Posted on 06/27/2008 10:28:45 PM PDT by Uncle Ralph
The horrific sectarian cleansing of much of Baghdad in 2006-2007 separated the warring parities. As a consequence of the surge, the sectarian cleansing slowed and has now basically stopped. It is not "complete" in the sense that there are still some Sunni neighborhoods (mostly in western Baghdad) and a few (somewhat) mixed areas elsewhere, but Baghdad has become a city of enclaves. Beyond the U.S. troop increase, the greater emphasis on population security, and the recruitment of local Sons of Iraq to patrol neighborhoods and man checkpoints, there is another ingredient to the fragile, Balkanized peace in Iraq's capital: concrete. Baghdad could now be called "The City of Walls."
Baghdad hasn't been this quiet in years. But the respite from bloodshed comes at a high price.
Up to 20 feet high in some sections.

# # #

Requests:
1) Copy out a section of the passage about Baghdad's concrete walls, beginning at the words "Posted on 06/27/2008" and stopping after "in some sections.".
2) Write the next few sentences of the passage about Baghdad's concrete walls, picking up after its final line.
The rows after this passage about Baghdad's concrete walls have no connection to it.

# # #

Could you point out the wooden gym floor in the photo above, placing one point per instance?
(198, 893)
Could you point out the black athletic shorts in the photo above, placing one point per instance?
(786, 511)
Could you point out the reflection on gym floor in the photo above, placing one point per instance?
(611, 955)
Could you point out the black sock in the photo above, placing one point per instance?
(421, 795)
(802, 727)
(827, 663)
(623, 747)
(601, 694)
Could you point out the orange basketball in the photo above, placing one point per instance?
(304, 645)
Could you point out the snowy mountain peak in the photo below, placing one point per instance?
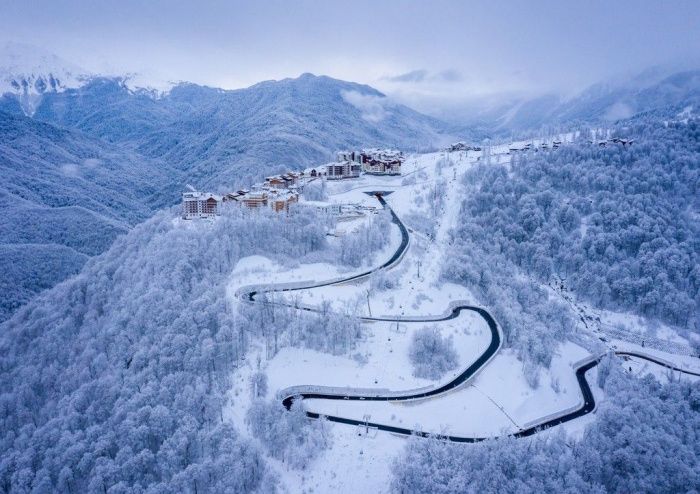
(29, 72)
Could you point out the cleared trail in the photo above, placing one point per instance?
(587, 404)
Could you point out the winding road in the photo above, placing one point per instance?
(317, 392)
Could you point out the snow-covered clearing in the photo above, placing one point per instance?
(498, 400)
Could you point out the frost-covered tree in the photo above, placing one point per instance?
(431, 354)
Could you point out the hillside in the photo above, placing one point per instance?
(97, 156)
(218, 137)
(65, 197)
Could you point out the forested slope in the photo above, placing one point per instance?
(620, 225)
(65, 197)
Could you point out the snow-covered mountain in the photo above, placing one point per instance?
(654, 90)
(30, 72)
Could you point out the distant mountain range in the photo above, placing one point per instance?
(601, 104)
(85, 157)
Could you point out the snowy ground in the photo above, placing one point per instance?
(497, 401)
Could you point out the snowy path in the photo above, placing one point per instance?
(585, 406)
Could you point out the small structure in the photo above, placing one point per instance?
(200, 204)
(276, 182)
(381, 161)
(330, 208)
(343, 170)
(281, 202)
(459, 146)
(255, 199)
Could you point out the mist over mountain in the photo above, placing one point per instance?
(86, 157)
(603, 103)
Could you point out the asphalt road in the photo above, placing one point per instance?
(588, 399)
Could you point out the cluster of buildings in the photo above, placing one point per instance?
(614, 140)
(279, 192)
(531, 147)
(350, 164)
(461, 146)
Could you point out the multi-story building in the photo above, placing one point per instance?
(200, 204)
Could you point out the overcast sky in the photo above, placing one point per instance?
(439, 48)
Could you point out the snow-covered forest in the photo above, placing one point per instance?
(115, 379)
(616, 224)
(644, 439)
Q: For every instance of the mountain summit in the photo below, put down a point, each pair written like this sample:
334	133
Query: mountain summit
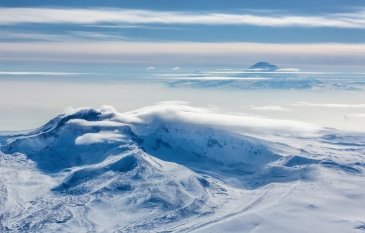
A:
264	66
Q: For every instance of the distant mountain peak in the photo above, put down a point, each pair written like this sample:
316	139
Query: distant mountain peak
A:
264	66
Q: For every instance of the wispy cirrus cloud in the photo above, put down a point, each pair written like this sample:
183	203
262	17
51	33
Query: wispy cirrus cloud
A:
8	16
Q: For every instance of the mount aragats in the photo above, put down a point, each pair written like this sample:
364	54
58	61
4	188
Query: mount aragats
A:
177	168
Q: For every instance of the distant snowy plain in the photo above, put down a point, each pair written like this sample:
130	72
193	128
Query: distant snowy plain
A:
172	167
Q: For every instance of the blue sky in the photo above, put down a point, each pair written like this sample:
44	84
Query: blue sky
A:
327	31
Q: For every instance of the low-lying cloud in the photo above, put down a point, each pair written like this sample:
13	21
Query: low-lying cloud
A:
119	16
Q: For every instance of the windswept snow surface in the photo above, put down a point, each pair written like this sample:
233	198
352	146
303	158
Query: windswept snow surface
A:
177	168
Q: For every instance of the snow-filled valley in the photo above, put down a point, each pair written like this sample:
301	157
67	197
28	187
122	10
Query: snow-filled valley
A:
176	168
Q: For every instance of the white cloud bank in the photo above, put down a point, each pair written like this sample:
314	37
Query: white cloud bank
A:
329	105
119	16
181	113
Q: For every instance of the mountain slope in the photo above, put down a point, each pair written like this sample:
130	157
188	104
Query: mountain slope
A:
172	167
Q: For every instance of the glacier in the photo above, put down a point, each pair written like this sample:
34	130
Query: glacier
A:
172	167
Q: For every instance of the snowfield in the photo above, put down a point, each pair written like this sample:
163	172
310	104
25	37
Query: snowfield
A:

# # #

Per-task outputs:
1)
Posted on 06/27/2008 10:28:45 PM PDT by Uncle Ralph
The horrific sectarian cleansing of much of Baghdad in 2006-2007 separated the warring parities. As a consequence of the surge, the sectarian cleansing slowed and has now basically stopped. It is not "complete" in the sense that there are still some Sunni neighborhoods (mostly in western Baghdad) and a few (somewhat) mixed areas elsewhere, but Baghdad has become a city of enclaves. Beyond the U.S. troop increase, the greater emphasis on population security, and the recruitment of local Sons of Iraq to patrol neighborhoods and man checkpoints, there is another ingredient to the fragile, Balkanized peace in Iraq's capital: concrete. Baghdad could now be called "The City of Walls."
Baghdad hasn't been this quiet in years. But the respite from bloodshed comes at a high price.
Up to 20 feet high in some sections.

2)
Rows after rows of barrier walls divide the city into smaller and smaller areas that protect people from bombings, sniper fire and kidnappings. They also lead to gridlock, rising prices for food and homes, and complaints about living in what feels like a prison.
Baghdad's walls are everywhere, turning a riverside capital of leafy neighborhoods and palm-lined boulevards where Shiites and Sunnis once mingled into a city of shadows separating the two Muslim sects.
The walls block access to schools, mosques, churches, hotels, homes, markets and even entire neighborhoods -- almost anything that could be attacked. For many Iraqis, they have become the iconic symbol of the war. . . .
Indeed, new walls are still going up, the latest one around the northwestern Shiite neighborhood of Hurriyah, where thousands of Sunnis were slaughtered or expelled in 2006. They could well be around for years to come, enforcing Iraq's fragile peace and enshrining the capital's sectarian divisions. . . .
First introduced by the Americans in 2003 to protect their Green Zone headquarters, walls became much more widespread with the launch early last year of a major security campaign in Baghdad. In some walled-off neighborhoods, access was granted only on proof of residence or special ID cards.
Nowadays there's hardly a street in Baghdad without a wall -- or a cheaper substitute like barbed wire, palm tree trunks, mounds of dirt or piles of rocks. They're even used to control pedestrian and vehicular traffic in risky areas.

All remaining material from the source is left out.